> [PROBLEM TO WORK ON] Below are records to be output exactly, every one of them.

== ITEMS ==

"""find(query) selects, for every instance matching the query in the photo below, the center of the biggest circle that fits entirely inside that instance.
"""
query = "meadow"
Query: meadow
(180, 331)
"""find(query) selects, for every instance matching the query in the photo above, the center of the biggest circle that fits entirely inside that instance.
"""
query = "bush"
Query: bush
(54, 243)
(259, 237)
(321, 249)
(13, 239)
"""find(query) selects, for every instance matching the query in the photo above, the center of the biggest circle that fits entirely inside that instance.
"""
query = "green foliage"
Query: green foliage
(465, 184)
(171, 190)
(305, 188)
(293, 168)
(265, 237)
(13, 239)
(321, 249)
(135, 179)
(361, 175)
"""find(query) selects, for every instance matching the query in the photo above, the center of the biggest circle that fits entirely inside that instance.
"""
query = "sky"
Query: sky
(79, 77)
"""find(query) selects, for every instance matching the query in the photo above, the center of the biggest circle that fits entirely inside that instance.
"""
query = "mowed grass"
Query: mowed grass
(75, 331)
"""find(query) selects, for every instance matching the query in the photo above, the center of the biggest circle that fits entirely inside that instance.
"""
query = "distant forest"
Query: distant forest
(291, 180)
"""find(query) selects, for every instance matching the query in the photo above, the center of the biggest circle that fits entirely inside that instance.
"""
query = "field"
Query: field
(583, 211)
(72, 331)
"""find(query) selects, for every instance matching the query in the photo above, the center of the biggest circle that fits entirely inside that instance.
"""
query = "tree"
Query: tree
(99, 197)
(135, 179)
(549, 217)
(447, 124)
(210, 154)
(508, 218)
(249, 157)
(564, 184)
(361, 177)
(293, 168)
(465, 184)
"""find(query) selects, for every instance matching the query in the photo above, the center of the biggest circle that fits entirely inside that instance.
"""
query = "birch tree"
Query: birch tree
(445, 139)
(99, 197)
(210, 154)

===

> [EXERCISE RESPONSE]
"""find(query) selects, for every instance matching the query in the photo below, the center of the biggest circle that fits entirely inside that instance.
"""
query = "meadow"
Query: meadow
(180, 331)
"""find(query) selects, for every instance matching the query in the photo above, the center of the biggest circle that fits entirely inside that instance.
"""
query = "bush"
Query: bush
(54, 243)
(259, 237)
(321, 249)
(13, 239)
"""find(query) selects, for every instance matching the query in the photo above, the center of the biggest circle that fits entirely inside that instance.
"""
query = "green foliage"
Query: green foliage
(465, 184)
(171, 190)
(305, 188)
(293, 168)
(265, 237)
(13, 239)
(321, 249)
(135, 179)
(361, 175)
"""find(query) selects, for every instance matching the query in the photo above, the center of the biggest circle that fits entirely inside that instance.
"""
query = "sky"
Query: sky
(79, 77)
"""find(query) selects, for every instance matching the query in the photo above, the center of the biggest circle that fits entirely inside that instance.
"""
query = "mowed grass"
Query: mowed grass
(75, 331)
"""find(query) selects, for every instance matching the query in the photo above, the center of the biggest circle that fits entirely inside that instance.
"""
query = "distant forest"
Query: distant forest
(291, 180)
"""find(query) selects, for every instance matching the query in the photo above, the center of the biggest circle that fits entirely inside that instance.
"""
query = "field"
Query: field
(583, 211)
(72, 331)
"""find(query) selects, for every instance matching the query in the photo above, the center of the biggest circle that fits entirely inside that instance.
"""
query = "tree"
Query: tree
(99, 197)
(135, 179)
(549, 217)
(447, 124)
(210, 154)
(508, 218)
(249, 157)
(564, 184)
(361, 177)
(293, 168)
(465, 184)
"""find(query) selects, for every instance matching the query in the photo above, the center of the biggest circle that fits entirely inside that instance.
"""
query = "birch tree"
Query: birch tree
(445, 139)
(99, 197)
(210, 154)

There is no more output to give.